PROBLEM STATEMENT - Retype all material exactly. Pictures stay out of the copy.
* start INFORMATION GIVEN *
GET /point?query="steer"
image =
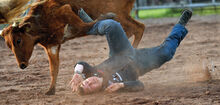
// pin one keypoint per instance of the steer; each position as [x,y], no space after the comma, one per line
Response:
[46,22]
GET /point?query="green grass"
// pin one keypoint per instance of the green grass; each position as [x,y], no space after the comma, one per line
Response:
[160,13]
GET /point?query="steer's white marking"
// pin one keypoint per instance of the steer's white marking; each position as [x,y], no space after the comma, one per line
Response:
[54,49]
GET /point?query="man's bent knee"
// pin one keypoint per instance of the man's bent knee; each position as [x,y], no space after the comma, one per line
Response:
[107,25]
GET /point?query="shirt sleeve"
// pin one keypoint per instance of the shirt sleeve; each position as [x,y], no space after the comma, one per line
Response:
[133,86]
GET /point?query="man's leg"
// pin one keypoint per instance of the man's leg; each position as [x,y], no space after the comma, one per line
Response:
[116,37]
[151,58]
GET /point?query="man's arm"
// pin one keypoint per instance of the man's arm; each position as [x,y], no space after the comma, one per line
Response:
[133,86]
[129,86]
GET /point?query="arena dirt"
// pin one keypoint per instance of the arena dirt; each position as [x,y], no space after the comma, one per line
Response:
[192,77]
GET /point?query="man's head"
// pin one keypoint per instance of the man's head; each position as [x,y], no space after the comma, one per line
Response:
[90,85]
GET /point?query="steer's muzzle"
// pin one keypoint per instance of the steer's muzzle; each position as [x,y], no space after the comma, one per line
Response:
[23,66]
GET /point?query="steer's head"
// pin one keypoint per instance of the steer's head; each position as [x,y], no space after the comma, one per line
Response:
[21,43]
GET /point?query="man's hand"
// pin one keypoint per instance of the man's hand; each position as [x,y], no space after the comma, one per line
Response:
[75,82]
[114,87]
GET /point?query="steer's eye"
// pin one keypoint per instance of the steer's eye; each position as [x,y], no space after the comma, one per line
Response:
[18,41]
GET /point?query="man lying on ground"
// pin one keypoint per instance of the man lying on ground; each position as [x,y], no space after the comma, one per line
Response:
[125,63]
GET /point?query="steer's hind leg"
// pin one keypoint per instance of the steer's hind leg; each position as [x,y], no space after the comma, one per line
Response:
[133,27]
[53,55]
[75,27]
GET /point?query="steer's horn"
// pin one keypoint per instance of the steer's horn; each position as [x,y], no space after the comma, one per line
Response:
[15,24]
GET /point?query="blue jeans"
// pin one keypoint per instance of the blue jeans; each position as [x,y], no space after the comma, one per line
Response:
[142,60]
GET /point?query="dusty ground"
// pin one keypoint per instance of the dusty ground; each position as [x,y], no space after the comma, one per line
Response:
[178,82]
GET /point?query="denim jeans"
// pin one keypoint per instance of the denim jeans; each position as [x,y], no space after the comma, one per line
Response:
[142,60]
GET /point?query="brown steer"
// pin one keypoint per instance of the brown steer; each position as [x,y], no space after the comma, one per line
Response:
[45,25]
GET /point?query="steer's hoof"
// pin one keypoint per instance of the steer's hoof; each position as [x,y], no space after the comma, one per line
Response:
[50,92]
* end INFORMATION GIVEN *
FINISHED ANSWER -
GET /point?query="steer"
image =
// pin one keypoint per instance of the steer; each position as [x,y], no space after the comma, one per line
Response:
[46,22]
GET /point?query="green grass"
// pin one keypoint per instance of the green grass; each position as [x,y], no space after the comma, one per line
Response:
[160,13]
GET /point?query="steer's white marking"
// pin one keypoint per instance of the steer's white marking; each position as [x,y], no space after the comma, one per line
Response:
[54,49]
GET /point?query="man's bent knee"
// pin one keypoint per instance of the man's bent knee; each position as [x,y], no space after the comma, one per line
Response:
[107,25]
GET /point?query="shirt sleeve"
// pin one keypoint per instance of the shirt sleeve; each position as [x,y], no space after the comma, one per line
Response:
[133,86]
GET /point?query="man's leg"
// pin one keypoint per instance of the man's leg; each position as [x,y], no space after the comma, one per line
Response:
[116,37]
[151,58]
GET /point?query="man's arm"
// pin one keypoint per instance of the man's arm; each position as [x,y], no space after the comma, one per line
Response:
[133,86]
[129,86]
GET /point?query="arena dirt"
// pin one keypoint per instance of the arena dirt; each position as [x,y], no space after the comma, one per line
Response:
[192,77]
GET /point?query="man's head"
// pin one keypoint per instance of the man's head; each position as [x,y], no space after the comma, one per line
Response:
[90,85]
GET /point?query="steer's muzzle"
// pin one keypoint per instance of the steer's muzzle; each position as [x,y], no space after the comma, one per line
Response:
[23,66]
GET /point?query="steer's head"
// pin one keypoint per instance of the steer's head; each position as [x,y], no space after the comma, one per line
Response:
[21,43]
GET /point?query="man's hand"
// pin one keypoint per instance of the man's hand; each position as [x,y], no space after the comma, one per line
Response:
[75,82]
[114,87]
GET /point?query="steer's eye"
// pin one keypoint per instance of the steer's eye; each position as [x,y], no space after the comma, one per line
Response:
[18,41]
GET /point?query="man lying on ground"
// pin one keypoint per instance of the man lying on ground; each position as [x,y], no space after the comma, one per line
Response:
[125,63]
GET /point?query="steer's hind leg"
// pin one keypoint per instance of the steer's hind leg; each position as [x,y], no space after the comma, one per line
Response:
[133,27]
[53,55]
[75,27]
GET /point?query="steer's horn"
// pin one keypoint per instance of the steer's horn; each position as [x,y], no space after the comma, one per line
Response:
[15,24]
GET /point?query="blue jeans"
// pin one keypoint per instance of the blue jeans; each position as [x,y], no space after the comma, one per line
Response:
[142,60]
GET /point?query="dusty ground"
// pin one keypoint per instance of the dusty ground; each position as [x,y], no space after the comma, one per line
Response:
[178,82]
GET /point?query="denim jeans"
// pin one keypoint per instance of the denim jeans; each position as [x,y], no space after the comma, one per line
Response:
[142,60]
GET /point?query="brown steer"
// pin one keypoint per instance of the brown steer; each position as [x,y], no space after the comma, one per line
Response:
[45,25]
GET /point?query="steer's hoof"
// pin one keypoint per instance of the steer's hoof; each position as [x,y], no space after the comma, one per line
Response:
[50,92]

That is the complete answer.